INSTRUCTIONS TO FOLLOW >> An exact copy of the lines from the one containing "Objective: for every instance of the steering" to the end of the records below is required, and nothing else.

EXERCISE INPUT >>

++++++++

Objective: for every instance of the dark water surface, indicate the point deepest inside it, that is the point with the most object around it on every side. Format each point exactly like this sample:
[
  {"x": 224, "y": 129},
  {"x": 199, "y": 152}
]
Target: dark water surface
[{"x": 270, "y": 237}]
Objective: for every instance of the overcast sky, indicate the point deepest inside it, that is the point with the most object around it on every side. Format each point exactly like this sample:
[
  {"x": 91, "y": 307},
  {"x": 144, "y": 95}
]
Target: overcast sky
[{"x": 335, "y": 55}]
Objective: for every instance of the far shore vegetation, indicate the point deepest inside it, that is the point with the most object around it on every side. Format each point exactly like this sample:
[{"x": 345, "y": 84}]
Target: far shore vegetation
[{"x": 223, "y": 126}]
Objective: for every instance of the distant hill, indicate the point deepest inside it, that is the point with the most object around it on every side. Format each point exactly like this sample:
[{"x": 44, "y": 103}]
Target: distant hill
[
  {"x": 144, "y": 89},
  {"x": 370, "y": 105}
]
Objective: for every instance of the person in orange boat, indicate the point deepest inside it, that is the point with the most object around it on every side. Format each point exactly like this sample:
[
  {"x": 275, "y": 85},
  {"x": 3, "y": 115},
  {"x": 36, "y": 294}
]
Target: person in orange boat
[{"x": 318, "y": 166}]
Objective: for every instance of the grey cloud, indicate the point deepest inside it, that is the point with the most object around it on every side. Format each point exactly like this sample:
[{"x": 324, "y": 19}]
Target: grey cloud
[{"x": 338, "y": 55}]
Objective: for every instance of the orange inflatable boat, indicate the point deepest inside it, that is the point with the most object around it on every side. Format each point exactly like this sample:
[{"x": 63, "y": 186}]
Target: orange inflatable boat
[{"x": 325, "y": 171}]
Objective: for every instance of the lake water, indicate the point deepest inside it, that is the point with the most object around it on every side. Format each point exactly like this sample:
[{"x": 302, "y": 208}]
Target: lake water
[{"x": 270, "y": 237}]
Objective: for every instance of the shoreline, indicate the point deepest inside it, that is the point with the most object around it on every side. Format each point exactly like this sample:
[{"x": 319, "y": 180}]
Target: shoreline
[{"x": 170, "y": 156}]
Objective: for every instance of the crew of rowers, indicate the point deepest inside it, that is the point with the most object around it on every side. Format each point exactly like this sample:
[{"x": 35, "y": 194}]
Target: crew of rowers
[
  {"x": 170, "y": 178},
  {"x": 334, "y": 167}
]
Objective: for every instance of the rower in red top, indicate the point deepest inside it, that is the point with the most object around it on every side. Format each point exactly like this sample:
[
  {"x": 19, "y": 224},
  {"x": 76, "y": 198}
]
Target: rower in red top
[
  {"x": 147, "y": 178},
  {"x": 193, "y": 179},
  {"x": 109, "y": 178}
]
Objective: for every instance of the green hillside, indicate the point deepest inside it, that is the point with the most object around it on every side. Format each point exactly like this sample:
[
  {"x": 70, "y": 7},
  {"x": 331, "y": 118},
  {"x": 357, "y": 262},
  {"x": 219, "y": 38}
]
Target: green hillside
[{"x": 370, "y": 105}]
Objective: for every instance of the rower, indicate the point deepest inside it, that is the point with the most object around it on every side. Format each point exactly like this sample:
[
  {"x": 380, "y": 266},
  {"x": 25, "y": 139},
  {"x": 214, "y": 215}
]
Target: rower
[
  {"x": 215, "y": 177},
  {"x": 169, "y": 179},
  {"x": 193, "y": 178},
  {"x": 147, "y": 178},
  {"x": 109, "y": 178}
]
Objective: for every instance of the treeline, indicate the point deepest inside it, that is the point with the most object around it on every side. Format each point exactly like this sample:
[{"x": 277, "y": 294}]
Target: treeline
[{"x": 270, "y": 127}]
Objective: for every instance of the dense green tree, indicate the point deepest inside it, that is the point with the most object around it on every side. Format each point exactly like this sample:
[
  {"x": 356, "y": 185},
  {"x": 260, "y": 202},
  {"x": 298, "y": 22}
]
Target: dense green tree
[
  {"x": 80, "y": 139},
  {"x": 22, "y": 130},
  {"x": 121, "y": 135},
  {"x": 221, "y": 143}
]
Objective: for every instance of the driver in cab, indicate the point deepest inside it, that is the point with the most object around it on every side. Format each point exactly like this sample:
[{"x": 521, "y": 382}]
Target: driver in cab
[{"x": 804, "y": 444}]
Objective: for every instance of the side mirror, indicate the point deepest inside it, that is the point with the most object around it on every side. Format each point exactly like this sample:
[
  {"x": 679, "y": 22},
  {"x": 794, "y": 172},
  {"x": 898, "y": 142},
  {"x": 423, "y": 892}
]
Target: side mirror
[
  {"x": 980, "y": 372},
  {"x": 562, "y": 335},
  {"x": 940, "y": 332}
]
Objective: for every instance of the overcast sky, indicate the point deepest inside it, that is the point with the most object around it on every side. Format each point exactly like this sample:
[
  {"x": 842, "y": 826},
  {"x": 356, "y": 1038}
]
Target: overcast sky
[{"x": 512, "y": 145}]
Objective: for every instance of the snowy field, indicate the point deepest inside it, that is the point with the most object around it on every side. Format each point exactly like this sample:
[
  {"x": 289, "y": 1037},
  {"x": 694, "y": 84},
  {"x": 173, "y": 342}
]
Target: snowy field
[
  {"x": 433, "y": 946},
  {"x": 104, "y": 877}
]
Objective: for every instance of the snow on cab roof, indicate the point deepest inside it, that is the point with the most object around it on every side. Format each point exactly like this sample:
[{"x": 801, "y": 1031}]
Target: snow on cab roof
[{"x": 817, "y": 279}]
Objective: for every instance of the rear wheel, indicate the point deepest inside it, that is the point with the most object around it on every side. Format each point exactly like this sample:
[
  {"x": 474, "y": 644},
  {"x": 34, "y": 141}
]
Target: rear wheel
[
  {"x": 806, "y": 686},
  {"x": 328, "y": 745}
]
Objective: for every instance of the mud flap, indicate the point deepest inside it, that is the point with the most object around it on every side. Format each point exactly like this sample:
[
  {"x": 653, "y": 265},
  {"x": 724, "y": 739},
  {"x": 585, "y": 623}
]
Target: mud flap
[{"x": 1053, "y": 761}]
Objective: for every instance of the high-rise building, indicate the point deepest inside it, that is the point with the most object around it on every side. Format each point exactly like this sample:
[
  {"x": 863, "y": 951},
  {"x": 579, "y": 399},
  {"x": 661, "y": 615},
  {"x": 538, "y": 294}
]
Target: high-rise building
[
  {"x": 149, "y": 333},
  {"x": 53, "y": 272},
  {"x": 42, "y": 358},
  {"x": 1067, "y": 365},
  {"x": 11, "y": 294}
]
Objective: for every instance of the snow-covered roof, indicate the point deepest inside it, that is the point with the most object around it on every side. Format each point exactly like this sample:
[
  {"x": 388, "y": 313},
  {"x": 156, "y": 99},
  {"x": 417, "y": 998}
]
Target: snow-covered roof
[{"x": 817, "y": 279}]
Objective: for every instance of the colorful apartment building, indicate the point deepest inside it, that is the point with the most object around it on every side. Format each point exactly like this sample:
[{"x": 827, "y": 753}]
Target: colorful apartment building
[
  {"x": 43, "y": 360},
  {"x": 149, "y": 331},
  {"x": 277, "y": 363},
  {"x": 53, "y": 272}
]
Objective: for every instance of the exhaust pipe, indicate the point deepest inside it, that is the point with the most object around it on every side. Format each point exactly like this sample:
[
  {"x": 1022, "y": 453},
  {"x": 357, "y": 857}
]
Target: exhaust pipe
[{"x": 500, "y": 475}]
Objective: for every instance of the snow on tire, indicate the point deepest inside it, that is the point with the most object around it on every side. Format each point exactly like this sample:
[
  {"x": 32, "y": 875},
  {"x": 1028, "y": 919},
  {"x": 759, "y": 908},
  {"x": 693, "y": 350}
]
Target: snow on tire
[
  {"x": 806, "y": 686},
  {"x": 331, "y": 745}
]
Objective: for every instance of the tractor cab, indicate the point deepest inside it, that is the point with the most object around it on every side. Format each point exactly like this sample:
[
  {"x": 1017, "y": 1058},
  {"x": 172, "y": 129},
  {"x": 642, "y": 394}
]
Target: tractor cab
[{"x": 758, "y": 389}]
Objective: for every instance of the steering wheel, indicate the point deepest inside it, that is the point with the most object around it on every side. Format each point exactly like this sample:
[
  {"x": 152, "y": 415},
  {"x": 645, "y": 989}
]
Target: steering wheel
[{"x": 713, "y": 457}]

++++++++

SOLUTION >>
Objective: for every instance of the steering wheel, indicate the point deepest inside it, that is the point with the most object around it on every side. Format each point exactly like this sample:
[
  {"x": 152, "y": 415},
  {"x": 645, "y": 989}
]
Target: steering wheel
[{"x": 713, "y": 457}]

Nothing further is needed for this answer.